> _Selected excerpt_:
Elections no threat to India's reforms
Elections no threat to India's reforms
By V. Anjaiah
JAKARTA (JP): The recent results of state elections in India may have caused some alarm for the ruling Congress (I) Party and even concern about the fate of India's embryonic economic reforms.
But the results are not likely to affect the longevity of the present government and its impressive economic reforms due to its hitherto sufficient majority in parliament.
For many poll pundits, the recent assembly election results in India, which routed the ruling party in three of the four states, were a great surprise.
Many predicted that Prime Minister Narasimha Rao with his bold economic reforms would easily lead his 109-year-old party to a victory stand in the "Southern test". Their prophecy was based on several factors.
Being a ruling party in the four states where the elections were held, Andhra Pradesh, Karnataka, Goa, and Sikkim, and also being a power at the center, the Congress (I) Party was far ahead of its opponents in terms of publicity and visibility.
Second, Rao is a man who broke the tradition of Indian politics by becoming the first prime minister from the southern part of India (Andhra Pradesh). Rao and many firmly believed that the southern voters would extend their hand of support to the first premier from the South. In the elections the focus was on two southern states Andhra Pradesh and Karnataka states, whose electorate constitute more than 70 percent of 75 million voters from the four states.

> _Information shown_:

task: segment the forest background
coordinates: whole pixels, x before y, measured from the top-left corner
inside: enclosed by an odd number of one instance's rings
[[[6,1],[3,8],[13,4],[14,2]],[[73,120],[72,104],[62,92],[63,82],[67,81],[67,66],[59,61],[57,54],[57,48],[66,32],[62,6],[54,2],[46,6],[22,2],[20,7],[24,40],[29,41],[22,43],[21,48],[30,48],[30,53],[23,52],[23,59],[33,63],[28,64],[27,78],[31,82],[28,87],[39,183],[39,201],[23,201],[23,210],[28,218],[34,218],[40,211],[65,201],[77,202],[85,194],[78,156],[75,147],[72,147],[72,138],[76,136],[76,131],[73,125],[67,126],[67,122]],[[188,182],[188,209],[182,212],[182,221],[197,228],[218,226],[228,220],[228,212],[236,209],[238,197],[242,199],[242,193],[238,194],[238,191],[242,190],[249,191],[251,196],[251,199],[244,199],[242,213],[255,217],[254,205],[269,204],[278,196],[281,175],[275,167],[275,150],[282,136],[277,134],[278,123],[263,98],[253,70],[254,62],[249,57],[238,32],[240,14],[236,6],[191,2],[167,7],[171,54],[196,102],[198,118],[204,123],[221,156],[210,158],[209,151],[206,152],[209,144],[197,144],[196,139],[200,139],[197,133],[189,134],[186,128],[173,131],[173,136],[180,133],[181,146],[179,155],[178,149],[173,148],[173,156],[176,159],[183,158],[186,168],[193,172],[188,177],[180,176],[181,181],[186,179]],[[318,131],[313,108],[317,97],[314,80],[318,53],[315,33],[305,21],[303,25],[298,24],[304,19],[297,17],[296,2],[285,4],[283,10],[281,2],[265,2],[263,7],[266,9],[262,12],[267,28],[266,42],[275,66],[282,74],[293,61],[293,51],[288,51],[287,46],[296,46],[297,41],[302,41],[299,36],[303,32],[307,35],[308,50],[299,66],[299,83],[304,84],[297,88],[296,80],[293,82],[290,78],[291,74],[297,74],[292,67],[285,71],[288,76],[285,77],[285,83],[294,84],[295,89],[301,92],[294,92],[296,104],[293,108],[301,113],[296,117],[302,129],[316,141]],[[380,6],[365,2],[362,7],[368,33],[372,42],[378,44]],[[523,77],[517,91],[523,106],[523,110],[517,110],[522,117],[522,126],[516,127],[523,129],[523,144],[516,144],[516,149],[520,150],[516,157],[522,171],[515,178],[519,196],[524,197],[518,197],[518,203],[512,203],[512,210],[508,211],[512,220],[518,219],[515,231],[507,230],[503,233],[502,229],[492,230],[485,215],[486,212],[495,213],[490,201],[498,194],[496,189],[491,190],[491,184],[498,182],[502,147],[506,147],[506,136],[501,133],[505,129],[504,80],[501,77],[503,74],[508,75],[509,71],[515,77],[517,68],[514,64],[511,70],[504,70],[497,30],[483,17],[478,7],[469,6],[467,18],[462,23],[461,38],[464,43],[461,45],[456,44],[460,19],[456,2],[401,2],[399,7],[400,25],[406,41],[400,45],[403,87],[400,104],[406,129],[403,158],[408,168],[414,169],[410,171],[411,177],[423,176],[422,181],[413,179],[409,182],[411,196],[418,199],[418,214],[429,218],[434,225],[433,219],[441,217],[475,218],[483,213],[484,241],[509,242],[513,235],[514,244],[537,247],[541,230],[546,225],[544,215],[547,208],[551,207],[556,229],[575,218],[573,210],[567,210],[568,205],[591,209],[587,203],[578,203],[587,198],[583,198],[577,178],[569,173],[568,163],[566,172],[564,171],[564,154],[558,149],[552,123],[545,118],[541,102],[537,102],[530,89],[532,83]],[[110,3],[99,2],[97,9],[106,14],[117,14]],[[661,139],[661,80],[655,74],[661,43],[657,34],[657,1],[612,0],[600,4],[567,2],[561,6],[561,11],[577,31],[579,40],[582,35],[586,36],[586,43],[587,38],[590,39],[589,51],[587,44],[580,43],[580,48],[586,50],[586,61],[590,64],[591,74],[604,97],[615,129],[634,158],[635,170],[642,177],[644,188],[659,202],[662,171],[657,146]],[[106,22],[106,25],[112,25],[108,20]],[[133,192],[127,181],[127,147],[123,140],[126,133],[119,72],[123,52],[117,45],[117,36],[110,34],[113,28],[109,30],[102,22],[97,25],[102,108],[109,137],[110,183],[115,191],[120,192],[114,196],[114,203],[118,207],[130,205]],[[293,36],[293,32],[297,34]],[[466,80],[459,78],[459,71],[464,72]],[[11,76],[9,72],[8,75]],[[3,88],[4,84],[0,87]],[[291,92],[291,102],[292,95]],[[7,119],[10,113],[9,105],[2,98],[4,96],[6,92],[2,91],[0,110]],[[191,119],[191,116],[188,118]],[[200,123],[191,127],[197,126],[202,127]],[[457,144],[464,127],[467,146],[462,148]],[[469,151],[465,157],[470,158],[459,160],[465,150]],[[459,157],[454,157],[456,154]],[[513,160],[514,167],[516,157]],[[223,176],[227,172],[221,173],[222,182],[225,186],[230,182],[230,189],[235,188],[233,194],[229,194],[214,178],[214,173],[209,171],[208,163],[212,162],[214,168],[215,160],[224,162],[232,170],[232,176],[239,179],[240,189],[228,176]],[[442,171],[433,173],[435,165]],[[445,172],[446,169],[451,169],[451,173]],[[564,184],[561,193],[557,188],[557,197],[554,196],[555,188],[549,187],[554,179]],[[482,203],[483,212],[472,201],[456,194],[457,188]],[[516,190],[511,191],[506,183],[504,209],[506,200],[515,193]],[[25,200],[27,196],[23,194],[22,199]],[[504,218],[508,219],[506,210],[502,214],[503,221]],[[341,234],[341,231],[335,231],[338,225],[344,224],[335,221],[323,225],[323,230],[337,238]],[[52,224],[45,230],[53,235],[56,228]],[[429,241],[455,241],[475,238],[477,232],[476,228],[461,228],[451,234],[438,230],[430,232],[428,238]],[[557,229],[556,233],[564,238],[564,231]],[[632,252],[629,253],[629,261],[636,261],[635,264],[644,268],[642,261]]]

--

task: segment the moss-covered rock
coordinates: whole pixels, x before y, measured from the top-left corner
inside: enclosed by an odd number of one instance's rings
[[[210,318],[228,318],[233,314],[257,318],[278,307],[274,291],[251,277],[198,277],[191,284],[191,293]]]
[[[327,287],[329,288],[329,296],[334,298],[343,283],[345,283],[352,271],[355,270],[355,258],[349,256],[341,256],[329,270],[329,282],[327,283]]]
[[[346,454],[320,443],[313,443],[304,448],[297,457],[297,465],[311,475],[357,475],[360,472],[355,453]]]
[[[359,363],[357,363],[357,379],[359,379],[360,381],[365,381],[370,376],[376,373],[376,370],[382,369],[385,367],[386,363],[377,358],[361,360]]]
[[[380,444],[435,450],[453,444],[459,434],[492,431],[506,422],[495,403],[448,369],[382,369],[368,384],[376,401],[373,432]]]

> _Problem set_:
a: According to the article on India's state elections, why are the results unlikely to shorten the present government's life or halt its economic reforms? Answer in one to three sentences.
b: Pick up the article on India's state elections after its final sentence and carry it forward.

> _Responses in order_:
a: The government still holds a sufficient majority in parliament.

b:
Third, PM Rao's clean image and his government's impressive performance on the economic front should easily have won the support of urban people in these states. Moreover these states were traditionally known as Congress (I)'s strongholds.
Fourth, the opposition parties, which are more divided than united, were too occupied with internal squabbling and seemed to have no strength to take on mighty Rao in his homeland.
In addition Rao took these elections as a litmus test of his abilities and his government's policies.
He knew that a victory in two major southern bastions would certainly make his position strong in government as well as party in the run-up to the bigger battle of mid-1996 when the parliamentary elections will take place.
"We can't afford to lose any elections at this juncture", said Rao in an interview prior to the election with India Today, the country's most respectable news magazine.
To ensure a victory for his party, Rao didn't hesitate to claim himself a Telugu bidda (son of the Telugu people) during the election campaign. It was this plank that won him the support from even his party's opponents during his own election to the parliament in 1991.
But in a surprise move, the poor, illiterate and rural voters in these states used their biggest weapon of universal franchise mercilessly against the ruling party. They critically voted in almost unison with a slogan of: "Think nationally, act locally".
In Rao's home state of Andhra Pradesh, whose per capita income is Rs 2,184 (US$ 70), far below the national figure of $310, his party suffered a crushing defeat at the hands of a regional party called Telugu Desham Party (TDP). The TDP, under the leadership of a flamboyant movie star N.T. Rama Rao, opposed Rao's economic reforms and promised cheap rice and a ban on alcohol. The Congress (I), which had 182 seats in the 295-member assembly, bagged only 26 seats to TDP's 219.
Surprisingly, in neighboring Karnataka, the centrist Janata Dal Party, which was on the virtue of collapse following a series of splits and its leader V.P. Singh's resignation from the Parliament prior to the polls, clinched 116 seats in the 224 - member house. The Janata Dal pushed the Rao's party into third position behind Hindu-dominated Baratiya Janata Party (BJP).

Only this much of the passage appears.